**EXERCISE:** Copy every line of the records below without changing anything.

**MATERIALS PROVIDED:**
_ _ _ _

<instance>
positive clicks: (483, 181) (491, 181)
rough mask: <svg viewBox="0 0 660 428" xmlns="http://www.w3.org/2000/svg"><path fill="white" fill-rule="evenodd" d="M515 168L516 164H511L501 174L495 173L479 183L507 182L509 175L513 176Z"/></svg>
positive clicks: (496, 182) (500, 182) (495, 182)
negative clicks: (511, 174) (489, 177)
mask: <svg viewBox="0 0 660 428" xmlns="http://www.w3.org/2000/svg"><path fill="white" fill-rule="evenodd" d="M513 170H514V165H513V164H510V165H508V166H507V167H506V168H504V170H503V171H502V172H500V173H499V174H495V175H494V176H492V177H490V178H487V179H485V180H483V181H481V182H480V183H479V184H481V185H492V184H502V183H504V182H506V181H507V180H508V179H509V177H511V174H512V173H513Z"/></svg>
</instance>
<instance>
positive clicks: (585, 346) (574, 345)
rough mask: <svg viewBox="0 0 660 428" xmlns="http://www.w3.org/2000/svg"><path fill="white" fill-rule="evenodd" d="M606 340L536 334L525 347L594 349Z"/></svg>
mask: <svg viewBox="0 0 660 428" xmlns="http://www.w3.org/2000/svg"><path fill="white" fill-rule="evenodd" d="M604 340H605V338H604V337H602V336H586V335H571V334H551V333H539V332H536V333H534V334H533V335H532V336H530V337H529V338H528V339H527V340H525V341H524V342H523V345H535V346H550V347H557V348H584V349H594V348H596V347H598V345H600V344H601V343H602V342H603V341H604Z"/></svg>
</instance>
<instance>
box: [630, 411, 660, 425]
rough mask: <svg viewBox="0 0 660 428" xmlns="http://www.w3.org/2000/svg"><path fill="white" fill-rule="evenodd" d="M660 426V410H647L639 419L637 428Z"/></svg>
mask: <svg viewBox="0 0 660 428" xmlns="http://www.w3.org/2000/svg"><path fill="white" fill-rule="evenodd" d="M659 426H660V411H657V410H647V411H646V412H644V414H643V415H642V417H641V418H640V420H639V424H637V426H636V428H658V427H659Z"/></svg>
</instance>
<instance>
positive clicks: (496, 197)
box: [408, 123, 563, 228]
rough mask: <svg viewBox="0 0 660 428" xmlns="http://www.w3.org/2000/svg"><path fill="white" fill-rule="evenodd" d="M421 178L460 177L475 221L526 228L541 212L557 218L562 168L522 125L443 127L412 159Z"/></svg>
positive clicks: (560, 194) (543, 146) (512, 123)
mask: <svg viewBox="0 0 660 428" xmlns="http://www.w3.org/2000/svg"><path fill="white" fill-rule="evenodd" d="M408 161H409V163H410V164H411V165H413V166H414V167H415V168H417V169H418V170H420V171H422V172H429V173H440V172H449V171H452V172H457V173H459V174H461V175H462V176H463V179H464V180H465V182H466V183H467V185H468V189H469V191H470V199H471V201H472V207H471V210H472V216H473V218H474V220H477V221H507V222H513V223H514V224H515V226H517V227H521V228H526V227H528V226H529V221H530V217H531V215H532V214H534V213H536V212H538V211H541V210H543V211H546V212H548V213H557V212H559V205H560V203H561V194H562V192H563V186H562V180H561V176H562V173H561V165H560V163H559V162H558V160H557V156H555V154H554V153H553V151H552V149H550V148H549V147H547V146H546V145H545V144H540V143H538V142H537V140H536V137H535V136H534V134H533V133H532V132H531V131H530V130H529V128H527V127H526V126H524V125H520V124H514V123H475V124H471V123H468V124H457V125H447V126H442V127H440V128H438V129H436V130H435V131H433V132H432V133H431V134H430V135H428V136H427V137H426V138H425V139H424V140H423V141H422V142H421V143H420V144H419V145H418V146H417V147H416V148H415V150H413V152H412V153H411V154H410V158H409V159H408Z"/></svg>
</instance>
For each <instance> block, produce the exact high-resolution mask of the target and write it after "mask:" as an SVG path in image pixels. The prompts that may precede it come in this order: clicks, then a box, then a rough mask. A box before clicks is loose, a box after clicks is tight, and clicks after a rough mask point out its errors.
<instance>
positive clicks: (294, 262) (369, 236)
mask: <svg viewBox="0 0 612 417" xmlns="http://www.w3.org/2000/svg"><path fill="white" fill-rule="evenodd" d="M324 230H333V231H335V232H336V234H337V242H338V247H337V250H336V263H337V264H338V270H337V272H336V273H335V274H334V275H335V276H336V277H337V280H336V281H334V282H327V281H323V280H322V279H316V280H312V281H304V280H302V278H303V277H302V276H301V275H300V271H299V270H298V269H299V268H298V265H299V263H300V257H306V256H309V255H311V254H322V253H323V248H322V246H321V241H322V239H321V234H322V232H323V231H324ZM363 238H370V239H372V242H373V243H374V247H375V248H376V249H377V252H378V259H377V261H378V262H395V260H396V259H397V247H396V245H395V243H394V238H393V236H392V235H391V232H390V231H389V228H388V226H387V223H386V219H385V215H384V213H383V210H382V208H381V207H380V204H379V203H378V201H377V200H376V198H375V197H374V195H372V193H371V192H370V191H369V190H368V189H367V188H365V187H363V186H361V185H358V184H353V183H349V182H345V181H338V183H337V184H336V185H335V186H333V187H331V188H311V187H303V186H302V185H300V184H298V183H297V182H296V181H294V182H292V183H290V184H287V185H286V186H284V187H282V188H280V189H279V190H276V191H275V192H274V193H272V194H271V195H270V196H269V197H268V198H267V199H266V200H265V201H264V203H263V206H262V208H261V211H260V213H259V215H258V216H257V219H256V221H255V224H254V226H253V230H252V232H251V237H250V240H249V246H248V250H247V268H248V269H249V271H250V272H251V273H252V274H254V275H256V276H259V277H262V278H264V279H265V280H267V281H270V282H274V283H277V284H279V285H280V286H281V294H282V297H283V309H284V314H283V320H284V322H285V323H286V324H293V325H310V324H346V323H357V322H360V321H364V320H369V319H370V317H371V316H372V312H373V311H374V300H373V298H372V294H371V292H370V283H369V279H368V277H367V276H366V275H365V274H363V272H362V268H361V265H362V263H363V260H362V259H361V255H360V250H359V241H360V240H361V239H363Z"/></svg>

_ _ _ _

**SOLUTION:**
<instance>
positive clicks: (483, 181) (491, 181)
rough mask: <svg viewBox="0 0 660 428" xmlns="http://www.w3.org/2000/svg"><path fill="white" fill-rule="evenodd" d="M515 168L516 164H511L501 174L495 173L479 183L507 182L509 175L513 176Z"/></svg>
positive clicks: (496, 182) (500, 182) (495, 182)
negative clicks: (511, 174) (489, 177)
mask: <svg viewBox="0 0 660 428" xmlns="http://www.w3.org/2000/svg"><path fill="white" fill-rule="evenodd" d="M513 170H514V165H513V164H510V165H508V166H507V167H506V168H504V170H503V171H502V172H500V173H499V174H495V175H494V176H492V177H490V178H487V179H485V180H483V181H481V182H480V183H479V184H481V185H492V184H502V183H504V182H506V181H507V180H508V179H509V177H511V174H512V173H513Z"/></svg>
</instance>
<instance>
positive clicks: (585, 346) (574, 345)
rough mask: <svg viewBox="0 0 660 428" xmlns="http://www.w3.org/2000/svg"><path fill="white" fill-rule="evenodd" d="M606 340L536 334L525 347L594 349Z"/></svg>
mask: <svg viewBox="0 0 660 428" xmlns="http://www.w3.org/2000/svg"><path fill="white" fill-rule="evenodd" d="M604 340H605V338H604V337H602V336H586V335H571V334H551V333H539V332H536V333H534V334H533V335H532V336H530V337H529V338H528V339H527V340H525V341H524V342H523V345H535V346H550V347H557V348H584V349H594V348H596V347H598V345H600V344H601V343H602V342H603V341H604Z"/></svg>
</instance>
<instance>
box: [630, 411, 660, 425]
rough mask: <svg viewBox="0 0 660 428" xmlns="http://www.w3.org/2000/svg"><path fill="white" fill-rule="evenodd" d="M660 426V410H647L639 419L637 428Z"/></svg>
mask: <svg viewBox="0 0 660 428" xmlns="http://www.w3.org/2000/svg"><path fill="white" fill-rule="evenodd" d="M659 426H660V411H657V410H647V411H646V412H644V414H643V415H642V417H641V418H640V420H639V424H637V426H636V428H658V427H659Z"/></svg>
</instance>
<instance>
positive clicks: (496, 197)
box: [408, 123, 563, 228]
rough mask: <svg viewBox="0 0 660 428" xmlns="http://www.w3.org/2000/svg"><path fill="white" fill-rule="evenodd" d="M421 178L460 177L475 221L526 228L541 212L557 218L562 168L522 125L443 127L412 159Z"/></svg>
positive clicks: (560, 194) (543, 146) (512, 123)
mask: <svg viewBox="0 0 660 428" xmlns="http://www.w3.org/2000/svg"><path fill="white" fill-rule="evenodd" d="M408 161H409V163H410V164H411V165H413V166H414V167H415V168H417V169H418V170H420V171H422V172H429V173H440V172H449V171H452V172H457V173H459V174H461V175H462V176H463V179H464V180H465V182H466V183H467V185H468V189H469V191H470V199H471V201H472V207H471V210H472V216H473V218H474V220H477V221H507V222H513V223H514V224H515V226H517V227H521V228H526V227H528V226H529V221H530V217H531V215H532V214H534V213H536V212H538V211H541V210H543V211H546V212H548V213H557V212H559V205H560V203H561V194H562V192H563V186H562V180H561V176H562V173H561V165H560V163H559V162H558V160H557V156H555V154H554V153H553V151H552V149H550V148H549V147H547V146H546V145H545V144H540V143H538V142H537V140H536V137H535V136H534V134H533V133H532V132H531V131H530V130H529V128H527V127H526V126H524V125H520V124H514V123H475V124H471V123H468V124H457V125H447V126H442V127H440V128H438V129H436V130H435V131H433V132H432V133H431V134H430V135H428V136H427V137H426V138H425V139H424V140H423V141H422V142H421V143H420V144H419V145H418V146H417V147H416V148H415V150H413V152H412V153H411V154H410V158H409V159H408Z"/></svg>
</instance>
For each <instance> block, produce the exact high-resolution mask of the target and write it after "mask:" as an SVG path in image pixels. The prompts that may precede it come in this order: clicks, then a box, then a rough mask. A box before clicks is loose, a box after clicks is tight, and clicks after a rough mask point out its errors.
<instance>
positive clicks: (294, 262) (369, 236)
mask: <svg viewBox="0 0 612 417" xmlns="http://www.w3.org/2000/svg"><path fill="white" fill-rule="evenodd" d="M324 230H333V231H335V232H336V234H337V242H338V247H337V250H336V263H337V264H338V270H337V272H336V273H335V274H334V275H335V276H336V277H337V280H336V281H334V282H327V281H323V280H322V279H316V280H312V281H304V280H302V278H303V277H302V276H301V275H300V271H299V270H298V269H299V268H298V265H299V263H300V257H306V256H309V255H311V254H322V253H323V248H322V246H321V241H322V239H321V234H322V232H323V231H324ZM363 238H370V239H372V242H373V243H374V247H375V248H376V249H377V252H378V259H377V261H378V262H395V260H396V259H397V247H396V245H395V243H394V238H393V236H392V235H391V232H390V231H389V228H388V226H387V223H386V219H385V215H384V213H383V210H382V208H381V207H380V204H379V203H378V201H377V200H376V198H375V197H374V195H372V193H371V192H370V191H369V190H368V189H367V188H365V187H363V186H361V185H358V184H353V183H349V182H345V181H338V183H337V184H336V185H335V186H333V187H331V188H311V187H303V186H302V185H300V184H298V183H297V182H296V181H294V182H292V183H290V184H287V185H286V186H284V187H282V188H280V189H279V190H276V191H275V192H274V193H272V194H271V195H270V196H269V197H268V198H267V199H266V200H265V201H264V203H263V206H262V208H261V211H260V213H259V215H258V216H257V219H256V221H255V224H254V226H253V230H252V232H251V237H250V240H249V246H248V250H247V268H248V269H249V271H250V272H251V273H252V274H254V275H256V276H259V277H262V278H264V279H265V280H267V281H270V282H274V283H277V284H279V285H280V286H281V294H282V297H283V309H284V314H283V320H284V322H285V323H286V324H293V325H310V324H346V323H357V322H360V321H364V320H369V319H370V317H371V316H372V312H373V311H374V300H373V298H372V294H371V292H370V283H369V279H368V277H367V276H366V275H365V274H363V272H362V268H361V265H362V263H363V260H362V259H361V255H360V250H359V241H360V240H361V239H363Z"/></svg>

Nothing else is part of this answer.